ABOUT THIS EXERCISE: The entries below must be restated word for word.

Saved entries
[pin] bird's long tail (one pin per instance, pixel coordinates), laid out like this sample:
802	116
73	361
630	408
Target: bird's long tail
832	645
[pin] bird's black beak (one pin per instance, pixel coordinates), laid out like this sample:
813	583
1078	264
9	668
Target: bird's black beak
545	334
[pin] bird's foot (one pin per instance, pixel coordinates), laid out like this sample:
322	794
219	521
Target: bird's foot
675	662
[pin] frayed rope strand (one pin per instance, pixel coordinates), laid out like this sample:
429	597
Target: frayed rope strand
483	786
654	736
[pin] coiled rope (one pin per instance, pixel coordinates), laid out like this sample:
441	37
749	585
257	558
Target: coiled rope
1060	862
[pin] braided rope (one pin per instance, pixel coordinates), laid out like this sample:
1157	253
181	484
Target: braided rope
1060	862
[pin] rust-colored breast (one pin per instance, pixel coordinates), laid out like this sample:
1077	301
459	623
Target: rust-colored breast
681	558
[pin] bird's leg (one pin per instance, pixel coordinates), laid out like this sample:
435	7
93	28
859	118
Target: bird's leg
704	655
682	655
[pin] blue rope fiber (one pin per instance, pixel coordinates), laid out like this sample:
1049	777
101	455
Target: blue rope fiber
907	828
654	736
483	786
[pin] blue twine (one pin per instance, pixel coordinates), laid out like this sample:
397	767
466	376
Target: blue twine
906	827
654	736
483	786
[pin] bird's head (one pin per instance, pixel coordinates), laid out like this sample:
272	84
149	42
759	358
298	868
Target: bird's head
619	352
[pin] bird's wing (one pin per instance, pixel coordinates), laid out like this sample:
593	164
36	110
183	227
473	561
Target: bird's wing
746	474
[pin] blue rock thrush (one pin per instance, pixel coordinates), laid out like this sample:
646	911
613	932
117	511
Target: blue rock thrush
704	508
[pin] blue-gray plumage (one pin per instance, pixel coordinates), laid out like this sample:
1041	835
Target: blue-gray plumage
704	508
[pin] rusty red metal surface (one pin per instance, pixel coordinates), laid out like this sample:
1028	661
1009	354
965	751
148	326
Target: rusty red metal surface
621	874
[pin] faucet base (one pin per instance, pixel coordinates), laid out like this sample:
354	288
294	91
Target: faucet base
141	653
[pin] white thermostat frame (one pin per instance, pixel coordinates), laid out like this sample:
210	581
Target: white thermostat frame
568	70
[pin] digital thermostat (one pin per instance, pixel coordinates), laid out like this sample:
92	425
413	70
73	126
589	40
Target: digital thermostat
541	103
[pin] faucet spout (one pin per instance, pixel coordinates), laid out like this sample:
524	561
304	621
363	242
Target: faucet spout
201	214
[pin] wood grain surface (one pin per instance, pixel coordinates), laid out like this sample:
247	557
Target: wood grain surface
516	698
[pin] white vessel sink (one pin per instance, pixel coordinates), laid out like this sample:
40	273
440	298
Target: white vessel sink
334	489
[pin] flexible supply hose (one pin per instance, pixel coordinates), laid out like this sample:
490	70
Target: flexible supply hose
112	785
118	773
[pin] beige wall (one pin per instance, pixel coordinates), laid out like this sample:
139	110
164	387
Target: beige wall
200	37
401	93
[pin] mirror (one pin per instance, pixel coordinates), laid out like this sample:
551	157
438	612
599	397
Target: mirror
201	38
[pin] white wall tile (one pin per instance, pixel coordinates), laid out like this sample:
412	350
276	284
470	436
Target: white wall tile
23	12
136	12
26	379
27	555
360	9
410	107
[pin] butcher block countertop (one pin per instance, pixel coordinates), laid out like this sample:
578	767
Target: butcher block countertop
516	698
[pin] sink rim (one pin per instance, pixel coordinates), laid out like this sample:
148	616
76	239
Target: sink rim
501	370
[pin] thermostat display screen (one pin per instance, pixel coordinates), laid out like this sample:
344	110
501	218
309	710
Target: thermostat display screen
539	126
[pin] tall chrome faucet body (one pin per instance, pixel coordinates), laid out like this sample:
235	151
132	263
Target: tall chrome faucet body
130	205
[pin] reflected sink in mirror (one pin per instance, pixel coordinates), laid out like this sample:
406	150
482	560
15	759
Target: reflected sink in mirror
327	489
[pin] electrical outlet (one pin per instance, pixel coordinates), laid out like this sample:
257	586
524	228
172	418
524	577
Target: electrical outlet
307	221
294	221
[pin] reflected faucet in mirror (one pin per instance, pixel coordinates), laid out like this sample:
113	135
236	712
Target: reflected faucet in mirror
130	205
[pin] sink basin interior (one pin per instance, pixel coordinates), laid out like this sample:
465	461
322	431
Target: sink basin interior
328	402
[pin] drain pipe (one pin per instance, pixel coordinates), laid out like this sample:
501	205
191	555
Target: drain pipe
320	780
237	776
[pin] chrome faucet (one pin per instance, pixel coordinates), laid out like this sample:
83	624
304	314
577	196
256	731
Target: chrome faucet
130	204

WRITTEN SOLUTION:
[pin] bird's long tail (one pin per instance, pixel coordinates), laid out like this sample:
802	116
73	361
630	408
Target: bird's long tail
832	645
[pin] bird's black beak (one pin per instance, pixel coordinates), laid out like this sample:
813	583
1078	264
9	668
Target: bird's black beak
545	334
[pin] bird's foot (one pin per instance, pixel coordinates), laid out like this sample:
322	794
219	521
Target: bird's foot
675	662
[pin] frayed rope strand (one pin per instance, pixel coordinates), laid out like this sample:
429	597
Target: frayed rope strand
483	786
654	736
[pin] coiled rope (one pin per instance, pixel coordinates), laid out like this sample:
441	37
749	585
257	558
Target: coiled rope
1060	862
[pin] braided rope (one pin per instance, pixel coordinates), laid out like this sample:
1157	253
181	484
Target: braided rope
1060	862
[pin] rust-colored breast (one pin per instance, pixel coordinates), laid out like this sample:
1077	301
459	623
Target: rust-colored breast
681	558
[pin] bird's leg (one pin per instance, pixel coordinates), laid out like this sample:
435	7
93	28
859	118
Target: bird's leg
704	655
682	655
[pin] blue rope fiber (one pin per instance, pixel coordinates), laid out like this sample:
1049	777
101	455
Target: blue rope fiber
907	828
654	736
483	786
[pin] blue twine (one pin per instance, pixel coordinates), laid out like this sample:
397	767
466	376
Target: blue twine
906	827
654	736
483	786
[pin] bird's head (one pin per instance, pixel coordinates), laid out like this sample:
272	84
149	42
759	358
298	868
Target: bird's head
619	352
[pin] bird's wing (one pin per instance, pixel coordinates), laid out like this sample:
593	164
36	110
183	227
473	561
Target: bird's wing
746	474
[pin] blue rock thrush (one pin per instance, pixel coordinates), laid out like this sample:
646	911
613	932
117	511
Target: blue rock thrush
704	508
[pin] blue-gray plumage (one pin per instance, pixel coordinates), laid out like this sample:
1041	835
Target: blue-gray plumage
704	508
[pin] rusty red metal surface (one pin per instance, pixel coordinates), laid out like this sample:
1028	661
1009	354
965	751
148	326
Target: rusty red metal surface
621	874
[pin] faucet base (one pin per instance, pixel coordinates), laid out like this sample:
354	288
294	91
Target: faucet base
141	653
[pin] white thermostat frame (one pin per instance, pixel coordinates), laid out like this sample:
210	581
Target: white thermostat frame
568	70
[pin] digital thermostat (one pin per instance, pixel coordinates), laid out like this sample:
92	425
413	70
73	126
589	40
Target: digital thermostat
541	103
[pin] faucet spout (one pin per instance, pixel coordinates), laid out like this sample:
524	561
304	621
363	242
Target: faucet spout
201	214
[pin] wood grain surface (one pin per instance, pixel coordinates), laid out like this sample:
247	557
Target: wood grain surface
516	698
[pin] white vessel sink (one pin per instance, pixel coordinates), laid out like this sample:
40	273
440	298
Target: white vessel sink
334	489
[pin] flexible supply hose (one pin per instance, pixel coordinates), laid out like this sample:
490	70
Target: flexible supply hose
112	785
118	773
[pin] beige wall (one pin per instance, pixel coordinates), laid out like this sample:
139	110
164	387
Target: beige wall
200	37
401	93
[pin] mirror (one pin per instance, pixel coordinates), laid out like this sample:
551	157
438	612
599	397
Target: mirror
201	38
[pin] white wall tile (one pin per instance, pixel coordinates), laid out like this sample:
412	350
276	284
470	436
Target: white wall tile
23	12
136	12
26	379
27	555
360	9
410	107
[pin] butcher block countertop (one pin per instance, pixel coordinates), laid out like this sample:
578	767
Target: butcher block countertop
516	698
[pin] sink rim (one pin per instance, pixel coordinates), laid out like this sample:
148	616
76	239
Target: sink rim
501	370
[pin] thermostat display screen (one pin per instance, pixel coordinates), laid out like this sample:
344	110
501	218
309	710
Target: thermostat display screen
539	126
[pin] tall chrome faucet body (one pin per instance, pixel coordinates), laid out like this sample:
235	151
132	263
Target: tall chrome faucet body
130	205
[pin] reflected sink in mirror (one pin per instance, pixel coordinates), laid out like this sample:
406	150
482	560
15	759
Target: reflected sink in mirror
327	489
[pin] electrical outlet (one pin per instance, pixel coordinates), laid out like this sample:
257	586
524	228
172	418
524	577
Target: electrical outlet
307	221
294	221
[pin] reflected faucet in mirror (one pin per instance, pixel coordinates), laid out like this sample:
113	135
236	712
Target: reflected faucet in mirror
130	205
[pin] sink basin interior (one pin per instance, pixel coordinates), laid out like this sample:
465	461
322	431
Target: sink basin interior
328	402
[pin] drain pipe (one pin per instance, pixel coordinates), laid out like this sample:
501	205
191	555
Target: drain pipe
320	780
237	776
[pin] chrome faucet (one pin per instance, pixel coordinates), laid out like this sample:
83	624
304	314
577	196
256	731
Target: chrome faucet
130	204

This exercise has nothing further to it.